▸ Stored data
════════════════

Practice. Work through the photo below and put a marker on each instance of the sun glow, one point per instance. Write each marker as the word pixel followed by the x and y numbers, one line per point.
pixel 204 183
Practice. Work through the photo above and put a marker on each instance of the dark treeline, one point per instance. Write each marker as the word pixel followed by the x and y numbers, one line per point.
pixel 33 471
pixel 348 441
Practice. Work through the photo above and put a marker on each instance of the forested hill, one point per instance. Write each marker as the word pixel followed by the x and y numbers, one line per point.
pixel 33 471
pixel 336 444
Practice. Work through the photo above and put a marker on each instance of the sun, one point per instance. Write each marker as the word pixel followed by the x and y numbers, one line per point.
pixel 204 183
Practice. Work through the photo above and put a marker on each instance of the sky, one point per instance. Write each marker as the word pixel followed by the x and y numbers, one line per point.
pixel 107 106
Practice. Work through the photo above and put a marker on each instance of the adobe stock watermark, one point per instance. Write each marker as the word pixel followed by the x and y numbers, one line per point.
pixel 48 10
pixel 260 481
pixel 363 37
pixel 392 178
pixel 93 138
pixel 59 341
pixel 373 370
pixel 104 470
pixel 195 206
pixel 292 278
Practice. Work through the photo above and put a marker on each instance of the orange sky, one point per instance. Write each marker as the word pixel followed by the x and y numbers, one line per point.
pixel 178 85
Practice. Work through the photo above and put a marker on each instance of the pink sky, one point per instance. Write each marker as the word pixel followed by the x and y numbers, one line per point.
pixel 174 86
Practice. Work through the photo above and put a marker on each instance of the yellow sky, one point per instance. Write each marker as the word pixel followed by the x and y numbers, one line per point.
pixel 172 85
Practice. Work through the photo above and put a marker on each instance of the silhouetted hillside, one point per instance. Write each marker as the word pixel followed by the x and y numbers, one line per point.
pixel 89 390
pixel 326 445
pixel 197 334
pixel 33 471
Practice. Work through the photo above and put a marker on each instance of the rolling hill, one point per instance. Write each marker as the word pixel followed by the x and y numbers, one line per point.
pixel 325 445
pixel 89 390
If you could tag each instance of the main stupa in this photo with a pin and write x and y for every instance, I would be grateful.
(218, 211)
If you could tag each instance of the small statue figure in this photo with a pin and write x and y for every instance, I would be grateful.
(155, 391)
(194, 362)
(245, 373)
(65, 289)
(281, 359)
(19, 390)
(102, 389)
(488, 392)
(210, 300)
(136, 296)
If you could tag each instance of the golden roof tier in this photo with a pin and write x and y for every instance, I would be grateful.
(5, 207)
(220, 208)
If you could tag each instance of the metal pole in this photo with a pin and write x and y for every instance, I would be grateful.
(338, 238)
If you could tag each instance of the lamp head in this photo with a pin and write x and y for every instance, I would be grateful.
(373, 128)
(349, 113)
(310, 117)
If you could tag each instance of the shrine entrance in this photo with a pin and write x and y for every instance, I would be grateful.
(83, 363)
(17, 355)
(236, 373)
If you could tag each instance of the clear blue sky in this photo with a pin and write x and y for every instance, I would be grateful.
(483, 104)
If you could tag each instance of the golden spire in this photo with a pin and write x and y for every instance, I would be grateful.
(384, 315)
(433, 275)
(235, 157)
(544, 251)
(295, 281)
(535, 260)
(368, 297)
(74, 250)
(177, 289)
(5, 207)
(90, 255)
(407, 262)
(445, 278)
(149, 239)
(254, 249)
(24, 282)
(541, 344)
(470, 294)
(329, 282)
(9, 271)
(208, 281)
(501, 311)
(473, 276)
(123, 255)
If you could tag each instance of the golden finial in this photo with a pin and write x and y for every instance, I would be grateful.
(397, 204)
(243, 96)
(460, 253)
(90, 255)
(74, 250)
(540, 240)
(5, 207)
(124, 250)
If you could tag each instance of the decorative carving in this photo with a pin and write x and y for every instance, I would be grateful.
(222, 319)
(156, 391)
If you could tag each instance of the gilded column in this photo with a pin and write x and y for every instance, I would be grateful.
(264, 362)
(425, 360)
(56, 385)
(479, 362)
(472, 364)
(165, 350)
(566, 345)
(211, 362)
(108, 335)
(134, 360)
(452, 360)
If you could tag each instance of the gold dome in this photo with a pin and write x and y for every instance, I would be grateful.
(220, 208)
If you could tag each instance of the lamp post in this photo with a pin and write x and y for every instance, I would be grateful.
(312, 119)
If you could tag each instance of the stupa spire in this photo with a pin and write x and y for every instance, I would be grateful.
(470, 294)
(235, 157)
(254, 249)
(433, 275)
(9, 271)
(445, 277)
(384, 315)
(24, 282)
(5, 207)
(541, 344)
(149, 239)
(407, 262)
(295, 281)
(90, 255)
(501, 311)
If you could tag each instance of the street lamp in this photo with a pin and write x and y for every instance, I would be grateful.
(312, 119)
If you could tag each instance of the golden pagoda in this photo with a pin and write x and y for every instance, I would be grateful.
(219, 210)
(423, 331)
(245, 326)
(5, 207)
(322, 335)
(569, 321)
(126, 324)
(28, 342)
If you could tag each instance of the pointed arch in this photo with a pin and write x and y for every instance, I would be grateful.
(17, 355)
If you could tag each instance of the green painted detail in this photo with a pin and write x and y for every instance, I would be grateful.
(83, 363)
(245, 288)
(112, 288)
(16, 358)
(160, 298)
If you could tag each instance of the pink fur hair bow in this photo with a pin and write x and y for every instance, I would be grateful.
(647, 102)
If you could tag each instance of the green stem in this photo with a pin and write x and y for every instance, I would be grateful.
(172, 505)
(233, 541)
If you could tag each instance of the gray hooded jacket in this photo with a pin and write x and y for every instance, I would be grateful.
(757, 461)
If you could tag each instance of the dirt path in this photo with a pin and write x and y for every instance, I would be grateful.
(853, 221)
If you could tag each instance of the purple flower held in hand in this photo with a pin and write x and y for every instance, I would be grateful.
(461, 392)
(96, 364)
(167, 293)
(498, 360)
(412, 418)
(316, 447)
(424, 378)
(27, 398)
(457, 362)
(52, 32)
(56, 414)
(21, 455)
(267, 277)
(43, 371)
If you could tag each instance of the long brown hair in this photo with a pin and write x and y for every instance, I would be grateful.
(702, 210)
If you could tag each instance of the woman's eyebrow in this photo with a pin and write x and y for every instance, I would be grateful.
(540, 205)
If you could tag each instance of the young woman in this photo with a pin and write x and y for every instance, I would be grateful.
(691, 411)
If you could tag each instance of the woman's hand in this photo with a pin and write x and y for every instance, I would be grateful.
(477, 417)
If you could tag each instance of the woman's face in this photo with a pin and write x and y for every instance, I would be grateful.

════════════════

▸ REQUIRED ACTION
Exactly as they stand, write out all of the entries.

▸ SOLVED EXERCISE
Practice. Work through the photo below and put a marker on each instance of the sun glow, one point per instance. Write each marker as the word pixel followed by the x and y numbers, one line per point.
pixel 204 183
Practice. Work through the photo above and put a marker on each instance of the dark treeline, one point per instance. Write each marker as the word pixel followed by the x and y numbers, one line per point.
pixel 33 471
pixel 348 441
Practice. Work through the photo above and put a marker on each instance of the forested hill, one point per instance. Write each marker as the word pixel followed by the x and y numbers, one line per point.
pixel 33 471
pixel 336 444
Practice. Work through the photo above and put a marker on each instance of the sun, one point per instance. Write each marker as the word pixel followed by the x and y numbers, one line per point.
pixel 204 183
Practice. Work through the photo above and put a marker on each instance of the sky, one point per instance. Write each marker as the word pixel followed by the x and y numbers, one line per point.
pixel 107 106
Practice. Work through the photo above and put a marker on each instance of the adobe stock watermark, one point per instance. Write each marker as the word pixel followed by the x and y numbers, one line per point.
pixel 48 10
pixel 260 481
pixel 363 37
pixel 392 178
pixel 93 138
pixel 59 341
pixel 373 370
pixel 104 470
pixel 195 206
pixel 292 278
Practice. Work through the photo above and put a marker on each instance of the orange sky, one point per instance. Write each marker as the word pixel followed by the x and y numbers, one line per point.
pixel 178 85
Practice. Work through the photo above and put a marker on each instance of the pink sky, one point per instance. Write each marker as the word pixel followed by the x and y numbers, one line per point.
pixel 174 86
Practice. Work through the photo above and put a marker on each instance of the yellow sky, one point per instance. Write each marker as the word pixel followed by the x and y numbers, one line per point.
pixel 172 85
Practice. Work through the photo above and put a marker on each instance of the silhouetted hillside, one point per instance. Write each marker as the word pixel followed by the x and y numbers, one line per point.
pixel 89 390
pixel 326 445
pixel 197 334
pixel 33 471
Practice. Work through the photo above and put a marker on each instance of the rolling hill, one point per instance. Write each marker as the word pixel followed by the x and y numbers, one line per point.
pixel 325 445
pixel 89 390
If you could tag each instance of the main stupa in this photo with a pin and write x and y for every instance, I would be grateful.
(218, 211)
If you could tag each instance of the small statue figure in this photo with a pin and write x and y for every instance, I would be grateful.
(155, 391)
(194, 362)
(245, 373)
(65, 289)
(281, 359)
(19, 390)
(102, 389)
(488, 392)
(210, 300)
(136, 296)
If you could tag each instance of the golden roof tier in this photo with a pin and write x and y for every instance, I would be grateful.
(5, 207)
(220, 208)
If you could tag each instance of the metal pole in this photo with a pin and write x and y for every instance, I would be grateful.
(338, 238)
If you could tag each instance of the lamp head in this photo with a pin and write x and y for every instance, I would be grateful.
(373, 128)
(349, 113)
(310, 117)
If you could tag each instance of the shrine entrance in this photo with a pin and write x and y for every instance, I would be grateful.
(83, 363)
(17, 355)
(236, 373)
If you could tag each instance of the clear blue sky in this photo with a pin and write x and y for every instance, I would be grateful.
(483, 104)
If you could tag each instance of the golden spire in this photo with a pin and write x and y for every instance, I would be grateful.
(384, 315)
(433, 275)
(235, 157)
(544, 251)
(295, 281)
(535, 260)
(368, 297)
(74, 250)
(177, 289)
(5, 207)
(90, 255)
(407, 262)
(445, 278)
(149, 239)
(254, 249)
(24, 282)
(541, 344)
(470, 294)
(329, 282)
(9, 271)
(208, 281)
(501, 311)
(473, 276)
(123, 255)
If you could tag each instance of the golden finial in this photo with a pin and write x and y for every instance, I would be grateful.
(397, 204)
(243, 96)
(460, 253)
(90, 255)
(74, 250)
(540, 240)
(5, 207)
(124, 250)
If you could tag each instance of the decorative carving in this photo with a pin and write x and y for every instance, I would be grateful.
(222, 319)
(156, 391)
If you could tag each instance of the gilded column in this photo with a pin and write x and y for every instance, I would be grateful.
(264, 362)
(425, 360)
(56, 385)
(479, 362)
(472, 364)
(165, 350)
(566, 345)
(211, 362)
(108, 335)
(134, 360)
(452, 360)
If you could tag each instance of the gold dome in this photo with a pin and write x and y for every instance, I would be grateful.
(220, 208)
If you could tag each instance of the lamp post in this photo with a pin and write x and y for every instance, I would be grateful.
(312, 119)
If you could tag each instance of the stupa spire in this photo with a pin and write x and y for every instance, I would be grateful.
(470, 294)
(235, 157)
(254, 249)
(433, 275)
(9, 271)
(445, 277)
(384, 315)
(24, 282)
(5, 207)
(541, 344)
(149, 239)
(407, 262)
(295, 281)
(90, 255)
(501, 311)
If you could tag each instance of the street lamp in this photo with a pin and write x and y for every instance, I would be grateful.
(312, 119)
If you could tag each instance of the golden pagoda in this photo with a pin and write x and y for every instance, I would be grateful.
(219, 210)
(423, 331)
(245, 326)
(5, 207)
(322, 335)
(569, 321)
(126, 324)
(28, 342)
If you could tag each instance of the pointed arch in this photo with a pin and write x and y for every instance, I would be grateful.
(17, 355)
If you could tag each instance of the green painted detail in this photo with a pin and write x and y for every instance, I would be grateful.
(83, 363)
(245, 288)
(112, 288)
(16, 358)
(160, 298)
If you could tag each instance of the pink fur hair bow in this photo with a pin and write x and y for every instance, I would be grateful.
(647, 102)
If you could tag each instance of the green stem in this photo with a pin and write x and y for every instance, I would be grateful.
(172, 505)
(233, 541)
If you could tag each instance of the gray hooded jacket in this photo with a pin and write x and y for every instance, I would be grateful.
(757, 461)
If you could tag each instance of the dirt path in this photo with a pin and write x and y for every instance, I would be grateful.
(853, 221)
If you could tag each instance of the purple flower held in hand in this photo with a pin and write x and y for every instance, I would be grateful.
(461, 392)
(96, 364)
(167, 293)
(498, 360)
(412, 418)
(316, 447)
(424, 378)
(27, 398)
(457, 362)
(52, 32)
(56, 414)
(21, 455)
(267, 277)
(43, 371)
If you could tag each instance of the long brown hair in this photo with a pin and write x and y for every instance, I would be grateful.
(702, 210)
If you could tag each instance of the woman's eyebrow in this photo with a pin and write x and y for every instance, I would be grateful.
(540, 205)
If you could tag each instance of the young woman in this photo with a pin and write x and y for every instance, I would be grateful.
(691, 411)
If you could tag each instance of the woman's hand in this photo with a pin and write x and y for every instance, I would be grateful.
(477, 417)
If you could tag each instance of the woman's face in this photo with a pin and write x and y for every instance, I would be grateful.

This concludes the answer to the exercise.